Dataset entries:
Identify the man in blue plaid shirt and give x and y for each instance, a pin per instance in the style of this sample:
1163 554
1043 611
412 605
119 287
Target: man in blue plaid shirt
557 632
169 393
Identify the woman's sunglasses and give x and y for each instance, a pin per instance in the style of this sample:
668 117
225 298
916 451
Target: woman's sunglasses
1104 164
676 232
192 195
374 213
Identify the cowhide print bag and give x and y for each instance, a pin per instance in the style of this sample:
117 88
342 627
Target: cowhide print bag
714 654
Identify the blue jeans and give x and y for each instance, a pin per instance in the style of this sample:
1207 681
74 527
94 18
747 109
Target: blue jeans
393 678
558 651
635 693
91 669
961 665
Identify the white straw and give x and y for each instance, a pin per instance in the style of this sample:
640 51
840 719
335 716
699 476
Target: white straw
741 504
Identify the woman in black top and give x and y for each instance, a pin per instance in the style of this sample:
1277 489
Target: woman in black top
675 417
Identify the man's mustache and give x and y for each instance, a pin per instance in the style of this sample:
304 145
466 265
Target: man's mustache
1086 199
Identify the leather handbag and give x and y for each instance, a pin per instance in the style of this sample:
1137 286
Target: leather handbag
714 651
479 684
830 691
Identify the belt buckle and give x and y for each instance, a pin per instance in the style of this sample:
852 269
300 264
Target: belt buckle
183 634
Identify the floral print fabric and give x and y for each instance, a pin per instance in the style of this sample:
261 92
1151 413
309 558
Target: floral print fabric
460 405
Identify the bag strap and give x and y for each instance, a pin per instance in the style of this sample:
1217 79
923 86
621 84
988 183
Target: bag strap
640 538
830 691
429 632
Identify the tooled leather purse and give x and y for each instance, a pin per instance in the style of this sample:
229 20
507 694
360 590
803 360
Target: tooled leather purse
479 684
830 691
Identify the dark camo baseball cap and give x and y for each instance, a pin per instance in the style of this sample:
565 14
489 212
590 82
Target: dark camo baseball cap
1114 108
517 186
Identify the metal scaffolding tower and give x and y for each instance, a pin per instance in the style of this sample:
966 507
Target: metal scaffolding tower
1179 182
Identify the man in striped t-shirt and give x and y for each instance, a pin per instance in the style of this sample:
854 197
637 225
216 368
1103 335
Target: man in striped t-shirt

Required action: Each line above that contains the word "striped" should be copied.

Written response:
Identify the man in striped t-shirt and give x and y for each instance, a pin per instance in the style of this sample:
Target: man in striped t-shirt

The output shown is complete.